═════ Source excerpt

The LCA track is currently the only official place in the negotiations where elements of the Copenhagen Accord could be enshrined in a legally binding agreement. According to Stern it would be “very unfortunate to lose the progress” that could be reached on that track due to this debate.

Reactions from NGOs and the environmental community were almost universally critical. But their predictions of dire consequences are based largely on exaggerated assessments of the protocol’s effectiveness.

Mohamed Adow, senior climate change advisor at Christian Aid, was reported as claiming that Japan’s decision "puts the global climate architecture at risk … and violates Japan’s legally binding commitment, turns its back on science, and disrespects the people most vulnerable to climate change." Sivan Kartha, a senior scientist at the Stockholm Environment Institute, argued that Japan’s actions risk the collapse of the Kyoto Protocol and “would leave us with no guarantee that emissions will be reduced."

As a point of fact neither Japan nor any other signatory party of this agreement are bound to sign on to a second commitment period under the protocol beyond 2012. They only need to meet their reduction commitments in the first period. The Japanese are also being consistent with the hard physics of the matter. The basis of their decision is that the current parties in the protocol cannot hope to set a target for emission reductions in the second commitment period high enough to compensate for the lack of a similar commitment from the world’s two largest emitters. The present group of parties bound by the Kyoto Protocol can never guarantee that emissions are reduced sufficiently to protect anyone, including the most vulnerable, because they simply do not account for enough global emissions.

The reasonable worry about Japan’s actions, however, is that moving away from a second commitment period for the protocol would signal developed countries abandoning a system of binding emissions cuts for one of voluntary measures only or make it more difficult to build a binding agreement requiring sufficient carbon cuts. After all, the worry many have is that if Japan does not renew the protocol, other parties will follow, and given the implementation rules of the treaty, without a sufficient number of parties it would not continue as a vehicle for binding emission cuts in the future.

This could leave the world without any binding treaty to cut emissions. Reacting to Japan’s decision, Martin Khor, director of South Centre, put it this way: "Some developed countries want a voluntary system of pledges, which are not legally binding. We are at a major crossroads, with the future of the climate negotiations at stake."

The specter here is the emergence of a framework of mere “pledge and review” or “shame and blame” where parties are not bound to emission reductions nor potentially penalized if they fail to meet them but only committed to the national actions they are willing to take without any international oversight. It is noteworthy that this is also the mistaken fear that many had after the Copenhagen climate summit last year ended in the creation of a political accord that does not bind parties to reducing emissions but only asks them to pledge voluntary measures under the accord.

What many fail to recognize is that from the beginning the Copenhagen Accord was designed to be the first step in a two-step process that would conclude with a legally binding treaty to finish the skeletal political agreement that was achieved last year.

Similarly, what critics of the Japanese position fail to acknowledge, or simply do not believe, is Japan’s insistence that they are not opposed to a second commitment period of the protocol because they have some problem with binding emission cuts. Instead, they simply do not see the current agreement as either fair or effective.

══════════

* [Exercise directions] Extend the commentary above on Japan's position toward the Kyoto Protocol, picking up right after its final sentence.

═════ Information supplied

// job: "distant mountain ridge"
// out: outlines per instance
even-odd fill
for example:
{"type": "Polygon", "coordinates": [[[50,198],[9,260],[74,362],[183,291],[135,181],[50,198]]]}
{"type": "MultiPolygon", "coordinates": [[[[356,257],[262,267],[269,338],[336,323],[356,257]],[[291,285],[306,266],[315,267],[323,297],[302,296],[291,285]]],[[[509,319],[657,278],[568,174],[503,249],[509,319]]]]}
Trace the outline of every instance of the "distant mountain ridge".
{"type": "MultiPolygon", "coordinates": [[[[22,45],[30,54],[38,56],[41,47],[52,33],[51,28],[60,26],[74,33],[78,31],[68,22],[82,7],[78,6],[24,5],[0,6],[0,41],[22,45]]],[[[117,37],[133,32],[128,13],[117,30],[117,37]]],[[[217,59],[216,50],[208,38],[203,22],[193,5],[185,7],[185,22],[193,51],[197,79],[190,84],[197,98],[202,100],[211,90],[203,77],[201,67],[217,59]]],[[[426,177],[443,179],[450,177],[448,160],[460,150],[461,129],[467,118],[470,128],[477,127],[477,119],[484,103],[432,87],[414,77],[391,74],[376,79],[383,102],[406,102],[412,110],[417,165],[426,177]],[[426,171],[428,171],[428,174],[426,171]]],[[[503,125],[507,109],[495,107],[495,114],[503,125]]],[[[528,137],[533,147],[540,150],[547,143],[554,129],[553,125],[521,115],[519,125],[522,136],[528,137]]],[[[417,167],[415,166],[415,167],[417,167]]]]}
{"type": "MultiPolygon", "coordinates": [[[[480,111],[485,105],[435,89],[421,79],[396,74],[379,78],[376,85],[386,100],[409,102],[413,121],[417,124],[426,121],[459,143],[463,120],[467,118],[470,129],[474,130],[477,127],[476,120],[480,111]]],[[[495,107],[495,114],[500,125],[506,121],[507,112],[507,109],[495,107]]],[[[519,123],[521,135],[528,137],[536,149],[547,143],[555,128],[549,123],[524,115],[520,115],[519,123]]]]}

══════════

* [Solved exercise]
The Japanese instead claim that they also want to see a more ambitious agreement like the Copenhagen Accord as a next step—ambitious in terms of the number of parties willing to make commitments to it of some sort. And they want it to be legally binding. Again, from the government’s official press release: “The ultimate aim is early adoption of a new single legally-binding instrument that establishes a fair and effective international framework with the participation of all major emitters based on the Copenhagen Accord.”

Should we take Japan’s claim of support for a legally binding treaty at their word? Their track record so far argues for a sympathetic hearing. Japan has delivered to date on its emission reductions under the protocol, and it has shown leadership in taking on fully half of the $30 billion fast-start financing pledge from Copenhagen. Therefore the real basis of the complaints against them may not be their commitment to a legally binding treaty but rather the kind of legally binding treaty the Japanese are signaling they want with this decision. In this regard the Japanese may now be siding with a view promulgated by the United States for many years, which is unpopular with many countries in this forum.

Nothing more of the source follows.